■ **EXERCISE GOAL**
Every line from the one with "Objective: a point on each instance of the gray puffer" to the end of the data needs to be copied exactly, and no line before it.
★ ★ ★ ★
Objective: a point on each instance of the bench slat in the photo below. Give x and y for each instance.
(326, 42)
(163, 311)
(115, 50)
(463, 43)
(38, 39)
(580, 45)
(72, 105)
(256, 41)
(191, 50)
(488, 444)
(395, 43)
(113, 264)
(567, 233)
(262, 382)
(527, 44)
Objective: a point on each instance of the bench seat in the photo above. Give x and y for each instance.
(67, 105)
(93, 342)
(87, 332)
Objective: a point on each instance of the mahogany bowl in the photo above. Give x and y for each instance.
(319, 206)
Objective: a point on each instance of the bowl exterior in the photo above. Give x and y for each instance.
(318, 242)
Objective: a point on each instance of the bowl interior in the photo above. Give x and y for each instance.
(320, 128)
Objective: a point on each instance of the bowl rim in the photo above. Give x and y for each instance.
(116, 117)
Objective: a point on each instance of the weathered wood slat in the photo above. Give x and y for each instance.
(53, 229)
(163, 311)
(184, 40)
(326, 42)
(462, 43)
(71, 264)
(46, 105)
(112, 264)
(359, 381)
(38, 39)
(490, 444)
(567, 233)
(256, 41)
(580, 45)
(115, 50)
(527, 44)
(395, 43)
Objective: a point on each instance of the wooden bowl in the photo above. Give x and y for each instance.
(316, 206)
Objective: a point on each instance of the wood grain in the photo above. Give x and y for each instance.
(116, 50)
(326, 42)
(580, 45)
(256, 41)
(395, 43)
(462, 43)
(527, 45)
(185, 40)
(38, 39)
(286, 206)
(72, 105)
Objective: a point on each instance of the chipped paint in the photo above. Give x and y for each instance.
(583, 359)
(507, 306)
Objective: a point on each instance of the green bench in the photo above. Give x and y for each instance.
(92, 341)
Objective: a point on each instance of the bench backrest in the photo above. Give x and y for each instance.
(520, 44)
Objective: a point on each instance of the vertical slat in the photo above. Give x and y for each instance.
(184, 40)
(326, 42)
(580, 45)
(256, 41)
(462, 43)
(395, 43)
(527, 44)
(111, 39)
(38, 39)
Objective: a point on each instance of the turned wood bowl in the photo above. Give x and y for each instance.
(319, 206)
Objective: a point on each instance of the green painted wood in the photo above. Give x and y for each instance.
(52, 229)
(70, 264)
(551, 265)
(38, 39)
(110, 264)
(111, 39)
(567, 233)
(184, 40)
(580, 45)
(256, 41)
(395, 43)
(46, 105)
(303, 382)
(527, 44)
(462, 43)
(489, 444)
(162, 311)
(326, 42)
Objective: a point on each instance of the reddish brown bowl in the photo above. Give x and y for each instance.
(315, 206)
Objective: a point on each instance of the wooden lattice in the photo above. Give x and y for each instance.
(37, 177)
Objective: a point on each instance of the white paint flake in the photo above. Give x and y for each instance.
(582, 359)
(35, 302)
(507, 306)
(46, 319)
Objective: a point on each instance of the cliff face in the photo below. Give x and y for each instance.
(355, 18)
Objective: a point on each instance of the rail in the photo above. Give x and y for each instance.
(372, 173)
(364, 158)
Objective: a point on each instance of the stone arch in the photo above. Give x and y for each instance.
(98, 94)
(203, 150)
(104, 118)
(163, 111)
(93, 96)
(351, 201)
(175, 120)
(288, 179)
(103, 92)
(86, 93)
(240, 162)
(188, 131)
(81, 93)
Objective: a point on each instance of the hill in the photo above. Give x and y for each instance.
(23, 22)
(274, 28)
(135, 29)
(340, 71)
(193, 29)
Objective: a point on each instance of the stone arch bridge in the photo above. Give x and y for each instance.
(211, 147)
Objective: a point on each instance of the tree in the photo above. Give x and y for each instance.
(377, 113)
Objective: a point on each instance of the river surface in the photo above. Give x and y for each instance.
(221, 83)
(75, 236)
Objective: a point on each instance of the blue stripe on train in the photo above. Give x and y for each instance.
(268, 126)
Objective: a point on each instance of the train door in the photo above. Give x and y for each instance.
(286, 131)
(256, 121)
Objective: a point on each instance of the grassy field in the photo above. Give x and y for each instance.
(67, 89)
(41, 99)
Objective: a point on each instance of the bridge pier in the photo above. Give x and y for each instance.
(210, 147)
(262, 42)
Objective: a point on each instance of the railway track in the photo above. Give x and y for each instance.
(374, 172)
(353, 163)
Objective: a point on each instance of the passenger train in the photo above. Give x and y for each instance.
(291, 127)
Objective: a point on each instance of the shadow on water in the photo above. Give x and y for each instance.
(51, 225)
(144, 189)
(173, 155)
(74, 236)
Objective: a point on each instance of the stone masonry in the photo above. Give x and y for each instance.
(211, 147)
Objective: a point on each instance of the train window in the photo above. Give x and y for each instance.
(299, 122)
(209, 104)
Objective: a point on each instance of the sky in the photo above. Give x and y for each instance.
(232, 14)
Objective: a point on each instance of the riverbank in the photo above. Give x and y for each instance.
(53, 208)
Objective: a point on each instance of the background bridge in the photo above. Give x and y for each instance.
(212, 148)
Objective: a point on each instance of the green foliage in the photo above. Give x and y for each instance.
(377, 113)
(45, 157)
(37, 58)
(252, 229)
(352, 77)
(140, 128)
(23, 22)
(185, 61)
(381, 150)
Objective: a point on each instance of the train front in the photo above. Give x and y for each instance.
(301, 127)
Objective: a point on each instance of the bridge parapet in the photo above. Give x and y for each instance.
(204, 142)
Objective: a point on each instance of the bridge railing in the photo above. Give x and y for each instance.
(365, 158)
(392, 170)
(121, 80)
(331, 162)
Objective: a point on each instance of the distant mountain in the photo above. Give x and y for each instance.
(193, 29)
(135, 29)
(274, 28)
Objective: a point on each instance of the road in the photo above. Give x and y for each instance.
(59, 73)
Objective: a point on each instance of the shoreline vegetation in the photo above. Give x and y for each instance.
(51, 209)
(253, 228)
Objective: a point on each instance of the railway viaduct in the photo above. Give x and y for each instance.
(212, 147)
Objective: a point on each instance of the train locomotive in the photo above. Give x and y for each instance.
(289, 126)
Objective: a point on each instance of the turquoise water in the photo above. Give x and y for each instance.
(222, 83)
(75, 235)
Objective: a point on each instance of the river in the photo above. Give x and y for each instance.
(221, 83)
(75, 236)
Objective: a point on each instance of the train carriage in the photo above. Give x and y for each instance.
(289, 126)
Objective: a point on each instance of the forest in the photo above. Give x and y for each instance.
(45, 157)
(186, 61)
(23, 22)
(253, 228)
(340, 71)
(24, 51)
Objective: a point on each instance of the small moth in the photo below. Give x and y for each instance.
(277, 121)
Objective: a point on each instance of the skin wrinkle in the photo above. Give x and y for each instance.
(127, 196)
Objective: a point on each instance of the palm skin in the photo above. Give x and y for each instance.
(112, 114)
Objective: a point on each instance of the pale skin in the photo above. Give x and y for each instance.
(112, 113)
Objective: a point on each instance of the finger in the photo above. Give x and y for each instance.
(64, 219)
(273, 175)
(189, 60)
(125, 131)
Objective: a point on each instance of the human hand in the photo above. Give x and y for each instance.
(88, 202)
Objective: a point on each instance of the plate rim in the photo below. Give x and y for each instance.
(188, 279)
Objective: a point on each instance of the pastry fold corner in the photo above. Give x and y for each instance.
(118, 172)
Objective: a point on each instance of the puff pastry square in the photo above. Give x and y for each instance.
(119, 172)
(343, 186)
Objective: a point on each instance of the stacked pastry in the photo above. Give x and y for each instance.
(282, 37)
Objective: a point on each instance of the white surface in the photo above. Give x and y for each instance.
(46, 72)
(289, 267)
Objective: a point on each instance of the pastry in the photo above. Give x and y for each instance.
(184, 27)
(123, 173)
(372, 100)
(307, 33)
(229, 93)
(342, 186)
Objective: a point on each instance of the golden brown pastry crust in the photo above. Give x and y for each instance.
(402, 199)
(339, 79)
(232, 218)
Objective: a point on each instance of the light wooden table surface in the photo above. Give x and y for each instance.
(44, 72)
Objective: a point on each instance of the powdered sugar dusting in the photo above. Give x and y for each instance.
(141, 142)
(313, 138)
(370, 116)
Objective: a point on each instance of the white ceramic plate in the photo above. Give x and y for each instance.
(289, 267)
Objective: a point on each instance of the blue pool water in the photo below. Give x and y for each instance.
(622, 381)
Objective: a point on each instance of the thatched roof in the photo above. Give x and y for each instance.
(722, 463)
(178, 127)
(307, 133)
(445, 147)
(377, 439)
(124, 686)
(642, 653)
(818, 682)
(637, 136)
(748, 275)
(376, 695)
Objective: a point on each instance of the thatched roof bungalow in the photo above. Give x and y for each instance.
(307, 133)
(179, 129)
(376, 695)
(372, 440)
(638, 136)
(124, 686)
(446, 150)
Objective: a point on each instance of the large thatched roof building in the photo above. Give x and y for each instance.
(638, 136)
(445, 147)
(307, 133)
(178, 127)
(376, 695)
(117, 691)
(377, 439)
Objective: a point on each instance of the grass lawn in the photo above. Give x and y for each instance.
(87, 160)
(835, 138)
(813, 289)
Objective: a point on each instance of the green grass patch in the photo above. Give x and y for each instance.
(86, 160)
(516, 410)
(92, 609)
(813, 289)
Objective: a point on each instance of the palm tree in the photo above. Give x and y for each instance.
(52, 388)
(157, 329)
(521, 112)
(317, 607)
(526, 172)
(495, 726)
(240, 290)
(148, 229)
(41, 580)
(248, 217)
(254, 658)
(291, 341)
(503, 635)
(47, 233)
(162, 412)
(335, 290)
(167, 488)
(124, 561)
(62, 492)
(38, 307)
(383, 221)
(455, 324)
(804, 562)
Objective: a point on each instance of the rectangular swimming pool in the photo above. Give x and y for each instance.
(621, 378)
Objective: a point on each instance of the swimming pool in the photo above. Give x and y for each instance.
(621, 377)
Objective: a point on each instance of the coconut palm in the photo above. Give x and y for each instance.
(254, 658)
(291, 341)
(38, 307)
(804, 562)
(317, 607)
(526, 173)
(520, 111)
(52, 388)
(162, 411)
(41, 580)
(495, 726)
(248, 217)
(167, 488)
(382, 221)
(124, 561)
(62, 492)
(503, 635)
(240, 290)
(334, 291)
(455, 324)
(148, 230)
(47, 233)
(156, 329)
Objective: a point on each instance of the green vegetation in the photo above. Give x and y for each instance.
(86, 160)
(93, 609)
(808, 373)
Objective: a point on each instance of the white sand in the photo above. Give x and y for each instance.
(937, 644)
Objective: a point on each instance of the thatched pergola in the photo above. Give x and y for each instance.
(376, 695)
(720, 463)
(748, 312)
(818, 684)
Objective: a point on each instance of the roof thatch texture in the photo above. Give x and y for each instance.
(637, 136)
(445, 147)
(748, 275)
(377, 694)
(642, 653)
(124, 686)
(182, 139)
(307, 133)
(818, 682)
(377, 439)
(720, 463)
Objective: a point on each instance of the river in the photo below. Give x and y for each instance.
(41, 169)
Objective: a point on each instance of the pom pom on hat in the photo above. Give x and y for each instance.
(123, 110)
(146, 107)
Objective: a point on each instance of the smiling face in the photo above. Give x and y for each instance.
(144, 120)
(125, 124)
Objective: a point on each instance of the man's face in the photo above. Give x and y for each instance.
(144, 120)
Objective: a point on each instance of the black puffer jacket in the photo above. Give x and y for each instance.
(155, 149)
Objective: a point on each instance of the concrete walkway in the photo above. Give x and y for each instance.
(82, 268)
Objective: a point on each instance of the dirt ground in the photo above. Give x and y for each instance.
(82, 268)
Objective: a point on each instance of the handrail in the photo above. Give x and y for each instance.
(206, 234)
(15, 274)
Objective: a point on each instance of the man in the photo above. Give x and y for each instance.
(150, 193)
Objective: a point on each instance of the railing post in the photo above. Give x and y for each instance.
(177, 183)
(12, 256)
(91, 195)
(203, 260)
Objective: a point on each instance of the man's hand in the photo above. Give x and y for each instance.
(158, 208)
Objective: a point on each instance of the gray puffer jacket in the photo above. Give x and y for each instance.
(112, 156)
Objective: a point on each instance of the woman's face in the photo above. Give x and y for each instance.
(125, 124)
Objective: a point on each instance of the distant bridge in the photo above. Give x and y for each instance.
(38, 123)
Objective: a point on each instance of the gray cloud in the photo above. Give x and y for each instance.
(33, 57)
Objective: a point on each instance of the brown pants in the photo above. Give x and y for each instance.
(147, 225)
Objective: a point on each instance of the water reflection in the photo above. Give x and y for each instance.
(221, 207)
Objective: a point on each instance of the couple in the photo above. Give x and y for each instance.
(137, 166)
★ ★ ★ ★
■ **RESULT**
Objective: a point on each instance of the gray puffer jacket in the photo above. Give x and y for each instance.
(112, 156)
Objective: a point on each instance of the woman's face in the photo above. Give x and y for each instance.
(125, 124)
Objective: a point on each instance of the distant bridge in the photo above. Give x and y for each instance.
(38, 123)
Objective: a point on each instance of the gray cloud in the photo above. Give x and y for each instance.
(33, 57)
Objective: a point on each instance of the brown pants in the photo above. Give x and y for each instance.
(147, 225)
Objective: a point on each instance of the water reflection in the photo above. Give x and y for each instance.
(221, 207)
Objective: a point on each instance of the couple in the photo above. Give x and y for each instance.
(137, 166)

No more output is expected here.